Testo di partenza
☆ ☆ ☆ ☆ ☆

Bill Fay ha 77 anni, quasi l’età dei miei genitori, un paio d’anni in meno.
Ascoltandone la voce mi è  quasi inevitabile pensare a loro. E’ una voce fragile come cristallo ma morbida come velluto, una voce che è come uno zaino carico di giorni goduti e patiti, vissuti con tutti i loro doni e le loro perdite, uno zaino che si è riempito per la strada di tenerezza, amore, gioia per quella sorpresa continua che è la vita umana.
Da tempo cerco di provare ad immaginare come sarò in grado di affrontare quel momento cruciale dell’esistenza che è  la vecchiaia. Cerco di leggere nel modo di affrontare il crepuscolo da parte di chi mi ha dato la vita i segnali di quello che potrebbe essere il mio destino futuro. Quanta serenità, quanto coraggio, quanta tristezza, quanto sconforto, quanta paura, quanta pace interiore conterranno le mie giornate da persona anziana ?  Quale spirito vitale riuscirà a mantenersi acceso durante gli anni in cui il corpo progressivamente abbandona le forze e la mente perde l’elasticità e la rapidità dei giorni migliori ?
Forse per questa ragione mi lascio toccare profondamente dalla musica di quegli artisti che dopo aver scritto pagine importanti nel libro che racconta la storia della musica degli ultimi sessant’anni sono giunti a confrontarsi faccia a faccia con lo spettro della terza età.  E così mi sono immerso a piene mani nel Cash delle American Recordings, nel Reed che intingeva la penna nel dolore e nella morte di “Songs for Drella” e “Magic and Loss”, nel Cohen che si accomiatava dalla vita di “You want it Darker”, nella Faithfull che mestamente raccoglieva insieme le perdite, i ricordi, ed i rimpianti in “Negative Capability”, in quel Bowie, supremo celebrante del matrimonio tra arte e vita che, come rito definitivo, univa a nozze con la prima persino la morte sotto la luce di una stella nera, in un Battiato che si arrendeva definitivamente ad una salute troppo cagionevole con quell’ultimo dolente omaggio  che mestamente prometteva: “Torneremo Ancora” . Tutte opere, quelle menzionate, che hanno donato emozioni profonde ma altresì cariche di tristezza e mai scevre della inevitabile amarezza che accompagna la pre-visione della fine del proprio viaggio terreno.
Non cosi accade all’ascolto di quanto Bill Fay ha scritto e cantato negli ultimi otto anni da quando nel 2012, dopo un silenzio più che quarantennale, è tornato a cantare la vita con quel capolavoro puro come un giglio che porta già nel titolo “Life is People” la cifra di un uomo davvero speciale. A quel ritorno incantevole ha fatto seguito, tre anni dopo, un’altra scintillante gioia intitolata “Who is the sender ?” Chi è il mittente ?.
“Countless Branches” Il terzo atto di questo ritorno miracoloso che ha pochi eguali nella storia della musica tutta è giunto a rasserenare l’animo nei primi giorni di questo 2020.

☆ ☆ ☆ ☆ ☆

Dati estratti
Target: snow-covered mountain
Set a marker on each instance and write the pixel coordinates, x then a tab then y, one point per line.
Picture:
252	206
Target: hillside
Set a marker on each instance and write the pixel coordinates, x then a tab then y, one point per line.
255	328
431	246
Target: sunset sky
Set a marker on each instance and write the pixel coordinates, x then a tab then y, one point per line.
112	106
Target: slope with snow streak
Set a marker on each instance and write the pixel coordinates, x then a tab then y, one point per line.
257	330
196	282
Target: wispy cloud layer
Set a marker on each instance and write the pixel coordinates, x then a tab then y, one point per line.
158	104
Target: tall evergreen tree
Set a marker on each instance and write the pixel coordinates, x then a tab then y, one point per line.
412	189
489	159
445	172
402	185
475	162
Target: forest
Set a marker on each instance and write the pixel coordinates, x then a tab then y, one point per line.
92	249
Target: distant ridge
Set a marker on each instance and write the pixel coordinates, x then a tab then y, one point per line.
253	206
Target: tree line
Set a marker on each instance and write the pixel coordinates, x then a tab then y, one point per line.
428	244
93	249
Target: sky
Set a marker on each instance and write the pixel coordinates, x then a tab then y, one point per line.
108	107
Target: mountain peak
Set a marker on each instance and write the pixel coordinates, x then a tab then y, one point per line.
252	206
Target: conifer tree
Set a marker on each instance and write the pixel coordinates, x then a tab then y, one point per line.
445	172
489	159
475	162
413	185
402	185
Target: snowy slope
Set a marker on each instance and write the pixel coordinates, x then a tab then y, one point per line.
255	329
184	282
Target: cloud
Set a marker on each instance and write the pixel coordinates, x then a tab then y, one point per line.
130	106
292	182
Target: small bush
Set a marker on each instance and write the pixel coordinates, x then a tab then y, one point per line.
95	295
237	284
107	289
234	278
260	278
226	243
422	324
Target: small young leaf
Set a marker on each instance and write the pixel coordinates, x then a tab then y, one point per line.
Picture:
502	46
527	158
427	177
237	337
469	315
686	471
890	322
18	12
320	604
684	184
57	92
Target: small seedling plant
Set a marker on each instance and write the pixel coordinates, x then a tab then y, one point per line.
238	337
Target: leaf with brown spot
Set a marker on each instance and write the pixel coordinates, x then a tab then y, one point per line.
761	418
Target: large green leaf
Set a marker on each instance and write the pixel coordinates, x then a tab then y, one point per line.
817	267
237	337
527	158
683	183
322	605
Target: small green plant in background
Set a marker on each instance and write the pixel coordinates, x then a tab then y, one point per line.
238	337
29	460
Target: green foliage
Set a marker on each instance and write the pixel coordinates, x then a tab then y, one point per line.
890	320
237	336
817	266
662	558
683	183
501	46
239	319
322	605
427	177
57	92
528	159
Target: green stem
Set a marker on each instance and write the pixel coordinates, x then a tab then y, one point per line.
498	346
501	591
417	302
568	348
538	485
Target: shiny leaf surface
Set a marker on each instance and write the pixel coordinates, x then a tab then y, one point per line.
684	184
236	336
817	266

☆ ☆ ☆ ☆ ☆

Compito indicato A
Riporta dal testo su Bill Fay tutto ciò che va da "Non cosi accade" giù fino a "il mittente ?.".
Compito indicato B
Secondo il testo su Bill Fay, quanti anni ha il cantante?
Compito indicato C
Scrivi il seguito del testo su Bill Fay, partendo da dopo la sua ultima frase.
I dati non hanno alcun ruolo in questo.

Risposta scritta A
Non cosi accade all’ascolto di quanto Bill Fay ha scritto e cantato negli ultimi otto anni da quando nel 2012, dopo un silenzio più che quarantennale, è tornato a cantare la vita con quel capolavoro puro come un giglio che porta già nel titolo “Life is People” la cifra di un uomo davvero speciale. A quel ritorno incantevole ha fatto seguito, tre anni dopo, un’altra scintillante gioia intitolata “Who is the sender ?” Chi è il mittente ?.

Risposta scritta B
77 anni.

Risposta scritta C
Ancora una volta è sufficiente scorrere i titoli dei brani per ritrovarsi  immersi nella profonda serenità e spiritualità  che sgorgano dal cuore di questo quasi ottantenne che parla di sale della terra, di mani umane che si emozionano toccano qualcosa di reale, della bellezza di una vita che cambia costantemente, del suo intento di rimanere tra le colline della sua giovinezza alla ricerca della verità mentre il tempo va… da qualche parte, della meraviglia che riempie il suo spirito di fronte al mistero dell’esistenza, dell’amore che rimarrà  per sempre.
La scelta di Fay e del fidato produttore Joshua Henry di spogliare questa musica di quasi tutti gli abiti che avevano meravigliosamente vestito i brani dei due dischi precedenti e il passo uniforme delle canzoni, prive dei momenti più  vivaci presenti  in quegli album, conferisce all’opera una cristallina fragilità  ed una intensa intimità  che riportano ad altri dischi dal taglio analogo, “White Chalk” della Harvey, “Mid Air” di Paul Buchanan, “Pink Moon” di Nick Drake. Ma dove i sentimenti che albergano in quelle opere sono intrisi di oscurità, rimpianto, malinconia e dolore, qui c’è sempre una luce accesa a rischiarare i passi che percorrono la scaletta del disco. La luce di chi, grazie ad una virtù non comune, riesce a  godere della bellezza e della ricchezza della vita umana e a riconoscere l’armonia del creato al di la delle paure, delle ansie e degli acciacchi della vecchiaia.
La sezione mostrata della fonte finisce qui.